— VORLIEGENDER TEXT —
Dem Terror der Nazis leisteten Juden erbitterten Widerstand. Weniger bekannt ist die Rolle der Frauen: Sie schmuggelten Waffen und kämpften im Warschauer Ghetto. Ein Buch schildert ihre Geschichten.

Jürgen Stroop war beeindruckt. "Diese Mädels waren keine menschlichen Wesen", sinnierte der hohe SS-Offizier nach dem Ende des Zweiten Weltkriegs. "Vielleicht Göttinnen oder Teufelinnen." Mit diesen Frauen hatten es seine SS-Leute 1943 zu tun bekommen.

Hunderttausende Juden hatten die Nationalsozialisten bis dahin in das Warschauer Ghetto gesperrt, viele von ihnen dann weiter in den Tod im Vernichtungslager Treblinka geschickt. Doch am 19. April 1943 begegnete den Deutschen etwas, was sie in diesem Ausmaß bislang nicht gewohnt waren: heftigster Widerstand.

"Nicht wie die Schafe zur Schlachtbank gehen!"

Als die SS an diesem Tag in das Ghetto eindrang, erwartete sie eine Überraschung: Mit Granaten und einigen wenigen Waffen schlugen jüdische Kämpfer die Deutschen zurück. Nur Männer? Nein, auch zahlreiche Jüdinnen kämpften in den Reihen der Aufständischen. Und waren bald gefürchtet für ihren Mut. "Deshalb befahl ich, diese Mädchen nicht mehr gefangenzunehmen", so Stroop, der gnadenlos die Niederschlagung des Aufstands anleitete. Stattdessen ordnete er an, "sie aus sicherer Entfernung mit der Maschinenpistole umzulegen".

Die Anführer des Aufstands, wie Mordechaj Anielewicz oder Marek Edelman, werden bis heute zu Recht für ihre Tapferkeit geehrt. Weniger bekannt sind allerdings die Namen der mutigen Frauen des jüdischen Widerstands gegen die Nationalsozialisten. Das Buch "Sag nie, es gäbe nur den Tod für uns. Die vergessene Geschichte jüdischer Freiheitskämpferinnen" der kanadischen Historikerin Judy Batalion schließt diese Lücke weiter.

Aber noch aus einem anderen Grund ist das Buch wichtig. Denn anders als es die bis heute oft vorhandene Ansicht ist, leisteten Juden den Nazis bei ihrem Vernichtungsfeldzug in Europa sehr wohl Gegenwehr. Beim Aufstand im Warschauer Ghetto etwa oder den Erhebungen der Häftlinge in den Vernichtungslagern Sobibór und Treblinka. "Laßt uns nicht wie die Schafe zur Schlachtbank gehen!", hatte der jüdische Dichter und Partisanenführer Abba Kovner aus Litauen 1942 gewarnt.

— SCHRIFTLICHE AUFGABE 1 —
Aktualisiere im Text über den jüdischen Widerstand den Abschnitt, der bei den Worten "Dem Terror der" beginnt und nach "schildert ihre Geschichten." endet, und gib ihn wieder, wobei "Frauen" durch "Kämpferinnen" ersetzt wird.
— SCHRIFTLICHE AUFGABE 2 —
Beantworte folgende Fragen zum Text über den jüdischen Widerstand.
(a) An welchem Datum traf die SS im Warschauer Ghetto auf heftigsten Widerstand?
(b) Welche Nationalität hat die Historikerin Judy Batalion?
(c) Aus welchem Land stammte der Dichter und Partisanenführer Abba Kovner?

— DATEN —

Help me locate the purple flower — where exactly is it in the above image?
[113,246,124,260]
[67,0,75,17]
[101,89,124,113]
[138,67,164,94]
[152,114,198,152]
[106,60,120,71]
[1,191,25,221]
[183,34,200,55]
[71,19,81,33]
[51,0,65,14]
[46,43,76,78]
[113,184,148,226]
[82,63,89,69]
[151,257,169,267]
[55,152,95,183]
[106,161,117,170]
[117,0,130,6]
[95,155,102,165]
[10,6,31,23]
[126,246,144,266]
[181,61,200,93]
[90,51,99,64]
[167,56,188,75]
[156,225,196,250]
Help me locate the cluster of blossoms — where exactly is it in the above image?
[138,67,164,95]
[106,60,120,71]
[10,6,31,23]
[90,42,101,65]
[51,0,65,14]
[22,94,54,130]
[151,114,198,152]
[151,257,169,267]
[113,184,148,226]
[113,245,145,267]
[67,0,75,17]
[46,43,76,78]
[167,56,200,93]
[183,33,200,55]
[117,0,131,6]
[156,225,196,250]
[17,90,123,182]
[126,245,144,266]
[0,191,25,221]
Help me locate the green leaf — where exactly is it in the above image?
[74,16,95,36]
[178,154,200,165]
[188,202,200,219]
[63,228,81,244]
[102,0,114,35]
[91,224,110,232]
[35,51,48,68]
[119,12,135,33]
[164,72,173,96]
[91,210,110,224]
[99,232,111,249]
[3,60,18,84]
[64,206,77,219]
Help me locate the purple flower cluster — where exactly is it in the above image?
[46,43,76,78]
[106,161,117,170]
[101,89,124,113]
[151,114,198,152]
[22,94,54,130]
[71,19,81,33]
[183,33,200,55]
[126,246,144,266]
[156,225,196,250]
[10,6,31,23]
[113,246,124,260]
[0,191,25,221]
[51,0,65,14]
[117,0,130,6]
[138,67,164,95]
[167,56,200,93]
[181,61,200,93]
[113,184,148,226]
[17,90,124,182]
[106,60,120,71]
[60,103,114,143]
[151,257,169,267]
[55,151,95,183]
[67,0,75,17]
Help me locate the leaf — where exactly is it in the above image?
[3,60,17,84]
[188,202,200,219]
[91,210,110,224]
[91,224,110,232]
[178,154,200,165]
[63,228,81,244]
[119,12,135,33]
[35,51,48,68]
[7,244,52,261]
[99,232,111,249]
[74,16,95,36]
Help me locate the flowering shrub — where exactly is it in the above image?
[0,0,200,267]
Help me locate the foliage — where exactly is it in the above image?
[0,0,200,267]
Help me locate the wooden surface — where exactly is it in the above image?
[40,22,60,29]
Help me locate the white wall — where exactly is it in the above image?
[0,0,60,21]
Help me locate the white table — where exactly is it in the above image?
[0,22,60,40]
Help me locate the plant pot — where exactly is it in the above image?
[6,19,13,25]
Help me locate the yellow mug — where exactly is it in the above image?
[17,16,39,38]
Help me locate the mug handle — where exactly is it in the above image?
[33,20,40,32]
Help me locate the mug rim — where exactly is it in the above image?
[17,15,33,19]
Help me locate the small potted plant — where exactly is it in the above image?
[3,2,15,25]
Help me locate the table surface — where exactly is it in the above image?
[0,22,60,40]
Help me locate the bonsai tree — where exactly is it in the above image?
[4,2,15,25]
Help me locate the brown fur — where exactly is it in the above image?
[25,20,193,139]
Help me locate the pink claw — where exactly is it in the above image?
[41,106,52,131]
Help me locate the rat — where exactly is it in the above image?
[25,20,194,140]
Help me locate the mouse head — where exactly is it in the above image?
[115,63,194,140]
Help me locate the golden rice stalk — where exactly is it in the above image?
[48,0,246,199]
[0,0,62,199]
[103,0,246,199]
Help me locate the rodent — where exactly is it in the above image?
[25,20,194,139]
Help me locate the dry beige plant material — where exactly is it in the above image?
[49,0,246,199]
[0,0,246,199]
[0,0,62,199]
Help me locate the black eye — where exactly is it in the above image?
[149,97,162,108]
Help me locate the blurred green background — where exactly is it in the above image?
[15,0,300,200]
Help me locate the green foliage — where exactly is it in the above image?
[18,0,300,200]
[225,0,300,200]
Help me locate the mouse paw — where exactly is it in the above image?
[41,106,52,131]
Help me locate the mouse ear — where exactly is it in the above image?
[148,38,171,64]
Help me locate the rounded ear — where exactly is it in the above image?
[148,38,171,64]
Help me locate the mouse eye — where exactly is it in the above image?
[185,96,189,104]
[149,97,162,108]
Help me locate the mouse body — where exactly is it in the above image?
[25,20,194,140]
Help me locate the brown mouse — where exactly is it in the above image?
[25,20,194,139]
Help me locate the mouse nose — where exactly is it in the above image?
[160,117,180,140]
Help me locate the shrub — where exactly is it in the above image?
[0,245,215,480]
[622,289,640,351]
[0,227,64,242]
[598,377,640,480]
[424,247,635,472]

* * *

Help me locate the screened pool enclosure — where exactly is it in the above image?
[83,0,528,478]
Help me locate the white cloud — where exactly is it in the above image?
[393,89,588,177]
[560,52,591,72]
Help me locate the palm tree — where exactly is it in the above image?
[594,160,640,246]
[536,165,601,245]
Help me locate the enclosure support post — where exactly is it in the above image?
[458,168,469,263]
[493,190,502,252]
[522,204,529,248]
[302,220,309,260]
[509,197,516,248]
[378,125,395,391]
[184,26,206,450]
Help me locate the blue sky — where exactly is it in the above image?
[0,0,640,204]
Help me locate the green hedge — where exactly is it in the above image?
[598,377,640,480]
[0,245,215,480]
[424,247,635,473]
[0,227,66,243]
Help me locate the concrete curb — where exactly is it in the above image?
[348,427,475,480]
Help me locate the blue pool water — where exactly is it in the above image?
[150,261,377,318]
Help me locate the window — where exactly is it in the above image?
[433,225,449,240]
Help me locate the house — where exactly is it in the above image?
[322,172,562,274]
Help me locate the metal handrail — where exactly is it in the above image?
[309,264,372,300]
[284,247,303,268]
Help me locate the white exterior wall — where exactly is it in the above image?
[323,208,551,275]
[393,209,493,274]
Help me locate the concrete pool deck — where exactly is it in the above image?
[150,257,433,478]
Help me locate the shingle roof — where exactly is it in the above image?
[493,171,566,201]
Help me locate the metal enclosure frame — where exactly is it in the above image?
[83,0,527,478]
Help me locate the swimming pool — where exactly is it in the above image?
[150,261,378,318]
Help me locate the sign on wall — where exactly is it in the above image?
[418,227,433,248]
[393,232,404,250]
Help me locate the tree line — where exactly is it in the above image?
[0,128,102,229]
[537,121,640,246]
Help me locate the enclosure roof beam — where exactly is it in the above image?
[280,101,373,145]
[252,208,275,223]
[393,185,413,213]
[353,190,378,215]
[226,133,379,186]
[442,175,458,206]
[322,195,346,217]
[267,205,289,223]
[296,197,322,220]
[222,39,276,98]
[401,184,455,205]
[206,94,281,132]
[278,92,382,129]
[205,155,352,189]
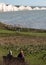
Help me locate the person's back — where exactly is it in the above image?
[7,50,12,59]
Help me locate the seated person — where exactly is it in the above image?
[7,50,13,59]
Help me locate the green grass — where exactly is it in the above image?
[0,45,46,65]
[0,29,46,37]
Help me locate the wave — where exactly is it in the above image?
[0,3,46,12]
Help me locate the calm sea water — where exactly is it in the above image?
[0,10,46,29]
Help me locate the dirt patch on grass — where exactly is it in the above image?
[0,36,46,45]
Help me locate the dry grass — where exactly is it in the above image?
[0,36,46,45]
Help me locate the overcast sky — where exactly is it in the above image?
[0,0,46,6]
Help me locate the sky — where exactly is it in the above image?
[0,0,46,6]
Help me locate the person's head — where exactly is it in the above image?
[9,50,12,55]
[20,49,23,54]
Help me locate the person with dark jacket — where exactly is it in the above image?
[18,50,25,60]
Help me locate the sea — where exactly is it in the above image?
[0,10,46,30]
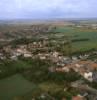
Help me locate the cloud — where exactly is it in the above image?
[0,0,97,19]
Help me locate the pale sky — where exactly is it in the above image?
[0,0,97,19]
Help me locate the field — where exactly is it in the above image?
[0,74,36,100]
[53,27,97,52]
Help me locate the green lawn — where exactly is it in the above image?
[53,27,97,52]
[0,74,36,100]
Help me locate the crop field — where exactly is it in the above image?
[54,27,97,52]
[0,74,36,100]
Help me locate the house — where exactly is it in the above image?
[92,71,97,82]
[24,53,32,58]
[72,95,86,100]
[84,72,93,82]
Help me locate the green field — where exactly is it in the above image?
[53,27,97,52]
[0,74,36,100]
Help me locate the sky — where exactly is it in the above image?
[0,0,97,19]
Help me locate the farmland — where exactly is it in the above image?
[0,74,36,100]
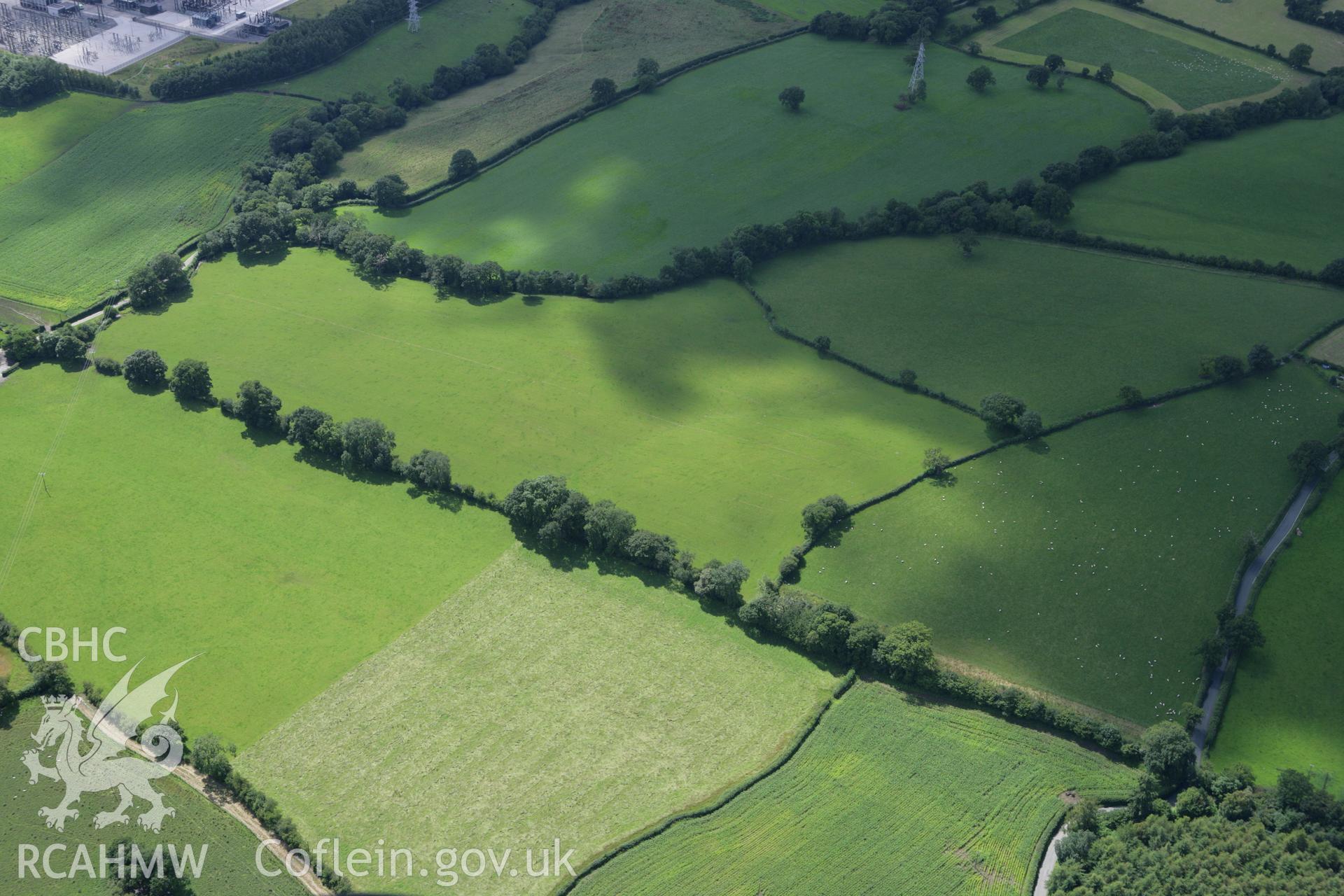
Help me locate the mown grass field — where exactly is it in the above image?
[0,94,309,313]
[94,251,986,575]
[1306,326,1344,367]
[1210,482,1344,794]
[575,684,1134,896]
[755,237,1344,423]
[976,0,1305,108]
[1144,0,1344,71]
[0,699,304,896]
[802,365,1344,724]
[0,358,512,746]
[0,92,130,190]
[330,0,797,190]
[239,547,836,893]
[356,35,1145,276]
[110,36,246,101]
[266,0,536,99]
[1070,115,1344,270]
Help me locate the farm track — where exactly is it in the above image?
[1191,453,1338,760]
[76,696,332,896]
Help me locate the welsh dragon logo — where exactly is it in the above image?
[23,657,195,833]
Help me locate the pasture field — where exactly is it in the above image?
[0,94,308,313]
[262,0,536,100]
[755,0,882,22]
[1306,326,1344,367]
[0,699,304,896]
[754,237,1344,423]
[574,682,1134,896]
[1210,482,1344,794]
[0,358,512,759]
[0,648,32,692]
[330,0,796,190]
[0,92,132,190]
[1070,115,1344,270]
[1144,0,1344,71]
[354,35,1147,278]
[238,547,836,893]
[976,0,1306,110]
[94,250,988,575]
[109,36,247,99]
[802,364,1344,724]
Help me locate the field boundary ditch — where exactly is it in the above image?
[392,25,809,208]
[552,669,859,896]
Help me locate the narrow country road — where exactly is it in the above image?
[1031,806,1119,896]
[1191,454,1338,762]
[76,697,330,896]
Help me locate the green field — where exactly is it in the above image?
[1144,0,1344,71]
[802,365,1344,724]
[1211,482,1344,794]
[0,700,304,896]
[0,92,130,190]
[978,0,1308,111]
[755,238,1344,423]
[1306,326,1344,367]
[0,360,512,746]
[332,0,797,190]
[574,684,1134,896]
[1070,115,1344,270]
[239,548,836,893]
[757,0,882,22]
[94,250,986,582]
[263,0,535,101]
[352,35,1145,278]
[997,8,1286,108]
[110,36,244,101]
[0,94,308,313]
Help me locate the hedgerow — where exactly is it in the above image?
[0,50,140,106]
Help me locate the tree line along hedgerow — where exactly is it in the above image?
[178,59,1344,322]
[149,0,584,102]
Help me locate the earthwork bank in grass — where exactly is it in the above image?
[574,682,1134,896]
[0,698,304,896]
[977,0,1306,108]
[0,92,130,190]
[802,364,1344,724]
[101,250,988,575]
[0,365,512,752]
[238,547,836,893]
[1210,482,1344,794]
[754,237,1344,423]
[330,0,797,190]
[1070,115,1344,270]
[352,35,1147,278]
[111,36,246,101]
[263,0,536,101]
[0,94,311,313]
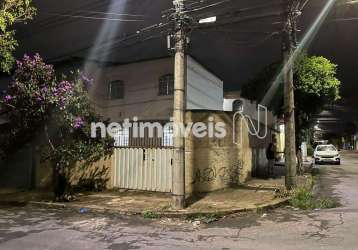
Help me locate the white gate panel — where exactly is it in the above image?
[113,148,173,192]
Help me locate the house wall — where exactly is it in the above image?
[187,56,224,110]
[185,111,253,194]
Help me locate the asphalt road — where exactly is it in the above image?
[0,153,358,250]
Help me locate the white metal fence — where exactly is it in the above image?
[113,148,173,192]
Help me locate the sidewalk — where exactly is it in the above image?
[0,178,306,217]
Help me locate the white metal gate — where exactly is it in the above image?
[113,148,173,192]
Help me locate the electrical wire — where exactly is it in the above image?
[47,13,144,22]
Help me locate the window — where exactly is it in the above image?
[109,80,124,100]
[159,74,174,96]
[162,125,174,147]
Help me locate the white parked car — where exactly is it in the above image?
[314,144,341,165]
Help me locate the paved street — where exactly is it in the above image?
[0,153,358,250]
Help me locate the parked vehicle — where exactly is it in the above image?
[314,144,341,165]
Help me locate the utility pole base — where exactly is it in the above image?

— LÖSUNG 1 —
Dem Terror der Nazis leisteten Juden erbitterten Widerstand. Weniger bekannt ist die Rolle der Kämpferinnen: Sie schmuggelten Waffen und kämpften im Warschauer Ghetto. Ein Buch schildert ihre Geschichten.

— LÖSUNG 2 —
(a) Am 19. April 1943.
(b) Sie ist Kanadierin.
(c) Aus Litauen.